WHAT IS ASKED ::
Copy out exactly every line from the line containing "the blue circular" until the records below end, inclusive of both boundary lines.

RECORDS SUPPLIED ::
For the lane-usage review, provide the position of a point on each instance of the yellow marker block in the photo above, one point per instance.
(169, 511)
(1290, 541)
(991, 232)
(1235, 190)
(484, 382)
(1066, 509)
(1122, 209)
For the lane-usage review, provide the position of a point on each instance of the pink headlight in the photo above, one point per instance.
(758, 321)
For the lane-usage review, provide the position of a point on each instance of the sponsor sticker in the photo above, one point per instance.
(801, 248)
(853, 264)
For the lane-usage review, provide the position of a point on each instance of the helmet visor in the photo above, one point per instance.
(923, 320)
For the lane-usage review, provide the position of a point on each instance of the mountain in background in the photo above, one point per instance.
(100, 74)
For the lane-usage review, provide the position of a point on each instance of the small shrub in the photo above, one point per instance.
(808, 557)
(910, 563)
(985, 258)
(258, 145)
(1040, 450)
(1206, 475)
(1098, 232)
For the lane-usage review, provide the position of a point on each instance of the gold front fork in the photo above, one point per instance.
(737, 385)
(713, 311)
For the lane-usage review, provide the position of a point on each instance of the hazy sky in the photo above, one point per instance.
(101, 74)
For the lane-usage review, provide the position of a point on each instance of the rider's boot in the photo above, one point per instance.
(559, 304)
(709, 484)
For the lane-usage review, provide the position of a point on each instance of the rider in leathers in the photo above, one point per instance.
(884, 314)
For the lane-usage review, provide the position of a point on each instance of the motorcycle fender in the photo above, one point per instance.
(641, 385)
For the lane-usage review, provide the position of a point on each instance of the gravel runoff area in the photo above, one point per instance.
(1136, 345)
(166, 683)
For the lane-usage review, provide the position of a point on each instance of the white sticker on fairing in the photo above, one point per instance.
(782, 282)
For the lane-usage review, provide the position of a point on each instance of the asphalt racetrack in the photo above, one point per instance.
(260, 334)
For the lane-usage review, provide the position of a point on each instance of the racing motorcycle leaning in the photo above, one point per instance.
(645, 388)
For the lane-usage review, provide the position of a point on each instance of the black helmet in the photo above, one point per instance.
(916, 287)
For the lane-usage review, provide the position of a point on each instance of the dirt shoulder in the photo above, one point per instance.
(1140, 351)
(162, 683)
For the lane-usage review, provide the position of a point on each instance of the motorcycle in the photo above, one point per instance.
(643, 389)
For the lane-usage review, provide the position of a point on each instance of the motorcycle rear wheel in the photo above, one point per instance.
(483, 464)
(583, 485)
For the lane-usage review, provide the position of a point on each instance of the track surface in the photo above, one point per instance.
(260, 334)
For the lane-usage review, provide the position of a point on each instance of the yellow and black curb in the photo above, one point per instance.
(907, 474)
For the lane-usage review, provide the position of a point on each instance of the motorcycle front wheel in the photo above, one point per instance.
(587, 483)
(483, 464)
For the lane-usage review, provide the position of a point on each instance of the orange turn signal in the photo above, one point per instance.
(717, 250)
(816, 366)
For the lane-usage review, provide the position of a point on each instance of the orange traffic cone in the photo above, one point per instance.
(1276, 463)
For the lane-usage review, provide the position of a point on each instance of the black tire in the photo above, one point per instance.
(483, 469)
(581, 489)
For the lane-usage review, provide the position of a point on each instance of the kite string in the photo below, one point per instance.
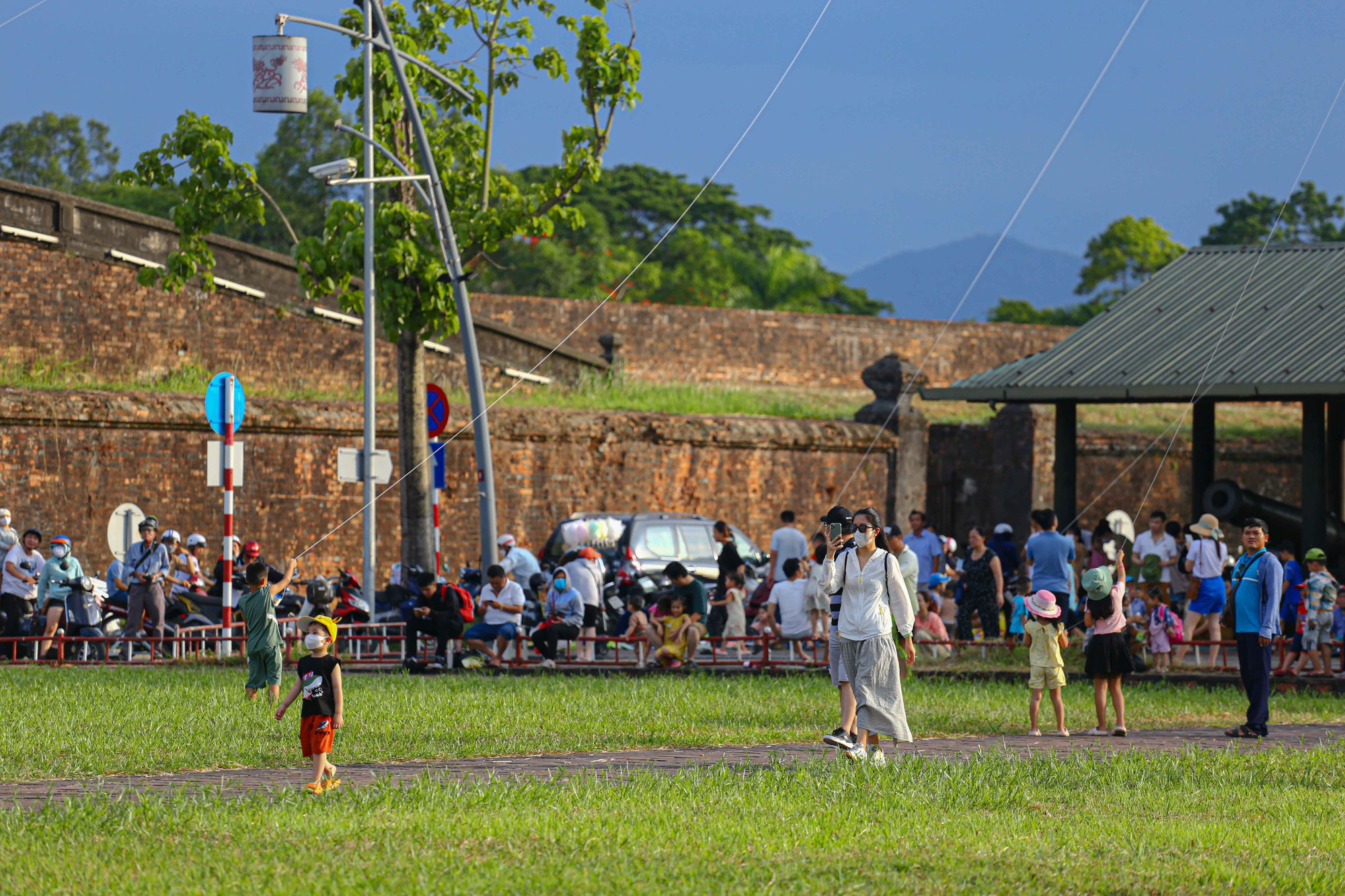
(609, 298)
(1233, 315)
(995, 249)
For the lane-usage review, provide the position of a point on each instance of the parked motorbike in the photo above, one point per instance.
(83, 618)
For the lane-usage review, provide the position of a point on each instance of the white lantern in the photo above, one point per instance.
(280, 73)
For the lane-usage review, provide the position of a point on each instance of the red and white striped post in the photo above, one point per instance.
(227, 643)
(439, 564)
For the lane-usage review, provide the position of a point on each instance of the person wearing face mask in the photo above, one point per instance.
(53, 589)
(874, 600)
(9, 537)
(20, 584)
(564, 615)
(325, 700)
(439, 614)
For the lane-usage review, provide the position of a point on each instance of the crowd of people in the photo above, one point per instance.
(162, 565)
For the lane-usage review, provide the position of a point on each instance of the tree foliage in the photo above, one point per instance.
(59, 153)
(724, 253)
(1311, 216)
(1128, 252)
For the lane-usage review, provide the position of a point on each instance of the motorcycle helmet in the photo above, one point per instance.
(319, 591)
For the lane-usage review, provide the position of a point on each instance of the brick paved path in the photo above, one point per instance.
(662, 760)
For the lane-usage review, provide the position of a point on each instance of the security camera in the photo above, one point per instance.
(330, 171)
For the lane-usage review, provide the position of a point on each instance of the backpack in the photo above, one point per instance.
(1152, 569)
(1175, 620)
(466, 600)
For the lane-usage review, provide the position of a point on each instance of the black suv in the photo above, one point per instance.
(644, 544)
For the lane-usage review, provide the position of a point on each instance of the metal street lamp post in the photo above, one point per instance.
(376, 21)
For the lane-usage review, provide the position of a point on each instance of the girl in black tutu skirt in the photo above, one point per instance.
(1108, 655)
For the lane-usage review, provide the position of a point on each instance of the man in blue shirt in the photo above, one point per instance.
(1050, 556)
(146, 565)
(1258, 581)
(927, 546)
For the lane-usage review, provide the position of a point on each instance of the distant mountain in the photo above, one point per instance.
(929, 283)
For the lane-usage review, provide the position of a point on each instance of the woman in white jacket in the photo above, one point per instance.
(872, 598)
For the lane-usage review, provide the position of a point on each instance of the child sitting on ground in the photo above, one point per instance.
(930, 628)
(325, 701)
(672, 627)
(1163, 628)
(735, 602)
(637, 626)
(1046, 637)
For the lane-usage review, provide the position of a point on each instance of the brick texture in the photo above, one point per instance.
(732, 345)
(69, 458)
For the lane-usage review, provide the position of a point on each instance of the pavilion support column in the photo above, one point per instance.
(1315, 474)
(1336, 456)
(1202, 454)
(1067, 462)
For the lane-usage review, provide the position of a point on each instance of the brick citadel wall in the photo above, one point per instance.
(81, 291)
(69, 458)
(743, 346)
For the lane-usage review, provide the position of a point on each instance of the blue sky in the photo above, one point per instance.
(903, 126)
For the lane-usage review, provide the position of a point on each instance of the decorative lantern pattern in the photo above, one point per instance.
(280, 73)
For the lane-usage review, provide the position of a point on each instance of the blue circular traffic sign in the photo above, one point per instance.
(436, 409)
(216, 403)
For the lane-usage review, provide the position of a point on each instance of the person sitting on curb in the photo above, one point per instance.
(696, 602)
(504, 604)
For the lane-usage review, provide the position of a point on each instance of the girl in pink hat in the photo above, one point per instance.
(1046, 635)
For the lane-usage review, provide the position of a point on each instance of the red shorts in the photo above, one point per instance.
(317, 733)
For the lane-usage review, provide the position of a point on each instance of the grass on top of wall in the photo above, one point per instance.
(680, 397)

EXERCISE RESULT ::
For the lane-usage review, provide the position of a point on each instance of the blue circular traffic sign in the photo above, one point per instance.
(436, 409)
(216, 403)
For the lane-usage review, provide the position of a point on each instance of the person sitting on curb in the photo above, one point per instance.
(696, 602)
(504, 604)
For the lane-usage review, provide the position of a point on each instance of the girl in pink hat in the photo above, one point per instance.
(1046, 635)
For the lane-usage review, provide the position of a point on each instance of the red shorts in the photo above, one point per instance.
(317, 733)
For the lane-usage review, provide the position of a point on each instance of the grass on top of wall in the photo above, one point per instance.
(680, 397)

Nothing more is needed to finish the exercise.